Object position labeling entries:
......

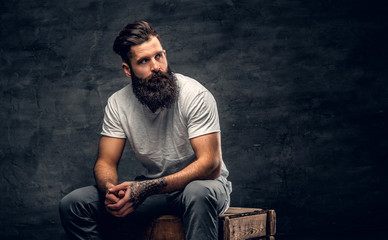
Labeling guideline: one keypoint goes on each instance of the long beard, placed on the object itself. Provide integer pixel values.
(158, 91)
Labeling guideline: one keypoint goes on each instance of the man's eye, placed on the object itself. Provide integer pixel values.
(142, 61)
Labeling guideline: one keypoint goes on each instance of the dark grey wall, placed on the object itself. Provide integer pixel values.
(301, 87)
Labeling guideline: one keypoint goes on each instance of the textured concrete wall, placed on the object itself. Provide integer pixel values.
(301, 87)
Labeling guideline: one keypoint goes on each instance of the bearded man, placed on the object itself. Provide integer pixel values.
(171, 122)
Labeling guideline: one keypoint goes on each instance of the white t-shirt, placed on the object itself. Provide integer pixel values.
(161, 140)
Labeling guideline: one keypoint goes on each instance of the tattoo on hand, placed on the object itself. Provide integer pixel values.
(139, 191)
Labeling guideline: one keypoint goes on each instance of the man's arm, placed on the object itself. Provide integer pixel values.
(207, 166)
(105, 169)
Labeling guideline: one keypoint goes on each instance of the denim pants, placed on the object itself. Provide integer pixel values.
(83, 213)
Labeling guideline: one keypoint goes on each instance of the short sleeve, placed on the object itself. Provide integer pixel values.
(202, 115)
(111, 125)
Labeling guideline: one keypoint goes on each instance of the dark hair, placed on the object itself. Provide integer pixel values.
(132, 34)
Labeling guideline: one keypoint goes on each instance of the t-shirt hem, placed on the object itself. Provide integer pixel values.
(204, 133)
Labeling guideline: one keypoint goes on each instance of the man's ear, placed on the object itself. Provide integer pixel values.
(126, 69)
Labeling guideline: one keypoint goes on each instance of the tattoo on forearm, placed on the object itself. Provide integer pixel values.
(139, 191)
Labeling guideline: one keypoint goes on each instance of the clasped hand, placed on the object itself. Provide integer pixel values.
(124, 198)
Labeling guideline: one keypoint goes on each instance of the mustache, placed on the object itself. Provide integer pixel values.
(155, 80)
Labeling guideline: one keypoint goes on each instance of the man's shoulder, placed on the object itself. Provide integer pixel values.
(189, 85)
(121, 94)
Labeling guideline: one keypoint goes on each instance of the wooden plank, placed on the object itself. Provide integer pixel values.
(239, 212)
(271, 222)
(246, 227)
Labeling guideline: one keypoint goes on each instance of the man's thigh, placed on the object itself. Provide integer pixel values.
(211, 189)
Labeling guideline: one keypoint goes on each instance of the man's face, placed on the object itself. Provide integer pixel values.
(152, 80)
(148, 57)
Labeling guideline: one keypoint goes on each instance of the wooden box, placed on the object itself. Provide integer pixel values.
(235, 224)
(247, 223)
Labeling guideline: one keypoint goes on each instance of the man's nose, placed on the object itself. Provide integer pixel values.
(155, 66)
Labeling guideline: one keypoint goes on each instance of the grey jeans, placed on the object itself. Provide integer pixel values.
(83, 213)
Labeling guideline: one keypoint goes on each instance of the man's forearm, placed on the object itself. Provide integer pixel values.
(105, 176)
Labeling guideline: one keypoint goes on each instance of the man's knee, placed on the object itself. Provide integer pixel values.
(77, 201)
(199, 192)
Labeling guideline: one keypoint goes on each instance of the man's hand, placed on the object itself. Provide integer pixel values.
(124, 198)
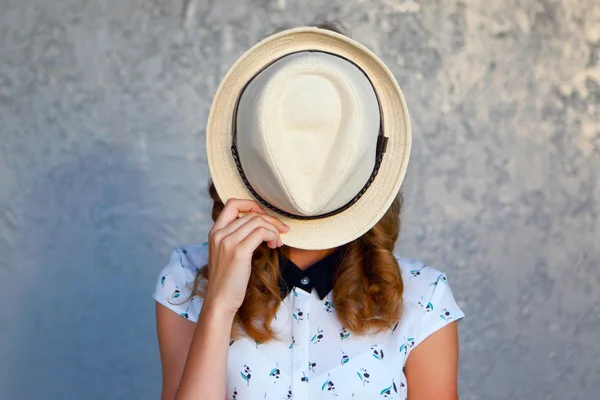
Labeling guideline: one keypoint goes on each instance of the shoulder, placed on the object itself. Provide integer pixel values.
(420, 279)
(427, 292)
(175, 280)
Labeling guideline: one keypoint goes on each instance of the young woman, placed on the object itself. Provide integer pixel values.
(297, 293)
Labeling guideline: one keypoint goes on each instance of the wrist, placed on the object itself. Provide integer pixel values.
(218, 309)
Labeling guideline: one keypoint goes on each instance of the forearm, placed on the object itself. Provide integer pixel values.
(204, 375)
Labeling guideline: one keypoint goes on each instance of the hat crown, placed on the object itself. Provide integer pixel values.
(307, 129)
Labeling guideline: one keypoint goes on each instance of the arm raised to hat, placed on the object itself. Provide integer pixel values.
(432, 366)
(194, 358)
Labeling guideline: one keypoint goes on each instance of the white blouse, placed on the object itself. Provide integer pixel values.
(317, 358)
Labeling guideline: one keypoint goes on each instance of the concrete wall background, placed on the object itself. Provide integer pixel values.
(102, 171)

......

> _TASK GOAL_
Copy out every line of the entries above word for word, leaving out the pictures.

> _TASK OUTPUT_
Labeling guideline: one keypoint goes on each instance of the long beard, placed on the object itself. Provide integer pixel values.
(158, 91)
Labeling guideline: one keypoint goes on each instance of the man's eye, placed on the object itself. Provide integer pixel values.
(142, 61)
Labeling guideline: one keypoint goes on each instance of the dark grey wall, placed on the object itself. Provide integer pixel values.
(301, 87)
Labeling guideline: one keypoint goes on each instance of the textured concrete wall, placed on the object itself. Provide integer pixel values.
(301, 87)
Labeling guideline: one keypoint goes on each instance of the bearded man, placed on the object itself. Provide integer pixel values.
(171, 122)
Labeling guideline: one keypoint goes on each instance of the white t-shirt, placed on the object itself. Provide integer pixel values.
(161, 140)
Labeling guideline: one keypoint goes on each instance of the tattoo on hand, placed on the object itself. Provide integer pixel values.
(139, 191)
Labeling guideline: one keypoint goes on each instance of the man's arm, placed on the object itself. Provide integer pixel values.
(207, 166)
(105, 169)
Labeling guideline: one keypoint goes on each instance of the denim pants, placed on the object itself. Provide integer pixel values.
(83, 213)
Labeling guideline: one keypoint goes on each instance of the short sleeve, placed on the object itself. Provide integer pixel values.
(202, 115)
(111, 125)
Labeling guideline: one keypoint goes on each instance of the dark hair, placed on the object itself. Provide integer pixel values.
(132, 34)
Labeling guideline: one keypoint goes on each instance of the t-shirt hem, placed on the object itself. Provide integer pixel values.
(204, 133)
Labeling guideline: one keypoint goes on each instance of the man's ear, placed on the object itself. Provide integer pixel values.
(126, 69)
Labeling guideline: one keypoint goes on each instance of the tattoo on forearm, placed on the object itself. Provide integer pixel values.
(139, 191)
Labeling guideline: one keypoint goes on each instance of the clasped hand, placed on the object itself. Provide integer pixel values.
(124, 198)
Labeling guideline: one keypoint goes on each instance of the mustache, placed on the object itself. Provide integer pixel values.
(155, 80)
Labeling guideline: one keypoint goes on each instance of the man's shoulder, placed on the object itself. Provide integer pixel values.
(189, 85)
(121, 94)
Labeling guideline: one keypoint goes on each instance of the wooden plank, placed on the object itself. Provide integer pixel values.
(239, 212)
(271, 222)
(246, 227)
Labeling guideline: one keypoint goes on each instance of the man's thigh, placed on the object itself. Provide integer pixel values.
(211, 189)
Labeling guideline: one keypoint goes on each instance of the man's face, placed on the object itself. Provide integer pixel values.
(152, 80)
(148, 57)
Labeling guideline: one keypoint goes on each instance of the wooden box, placed on the object itself. Provide integer pixel values.
(235, 224)
(247, 223)
Labeling guideline: one keypoint goes on each instance of the man's nose, placed on the object itself. Provide integer pixel values.
(155, 66)
Labeling guideline: one keypoint goes on each instance of the grey jeans, placed on the object itself. Provide integer pixel values.
(83, 213)
Labeling guideline: one keypoint goes on each instance of the man's forearm, placed on the object itself. Provide integer pixel values.
(105, 176)
Labeling guideline: one keypoint goes on each instance of the man's knee, placed on the object itself. Provide integer pixel values.
(77, 201)
(199, 192)
Labeling guideline: one keypoint goes on each instance of the man's hand, placed on the object itself. Provide integer pixel values.
(124, 198)
Labeling guideline: one keypoint goes on each instance of the shoulder, placed on the object itself. Provide integer pixel values.
(420, 279)
(427, 292)
(175, 280)
Labeling guideline: one keypoint goes on each instance of the young woman, placed on the object itself. Provide integer pixel values.
(297, 293)
Labeling guideline: one keypoint goes on each instance of the wrist, placed on the object itself. Provide integer pixel values.
(218, 309)
Labeling guideline: one keypoint goes on each instance of the forearm, placed on the object itself. Provide integer pixel values.
(204, 375)
Labeling guideline: one keypoint goes on each instance of the hat crown, placed on the object itself. Provide integer pixel values.
(307, 129)
Labeling guideline: one keypoint goes on each instance of the arm raised to hat, placed on the object itself. Provide integer pixel values.
(432, 366)
(194, 358)
Labeling guideline: one keypoint goes on each instance of the white blouse, placed on the object itself. Provide integer pixel values.
(317, 358)
Labeling guideline: one keypoint goes on each instance of the concrete wall background, placed on the object itself. Provide integer pixel values.
(102, 171)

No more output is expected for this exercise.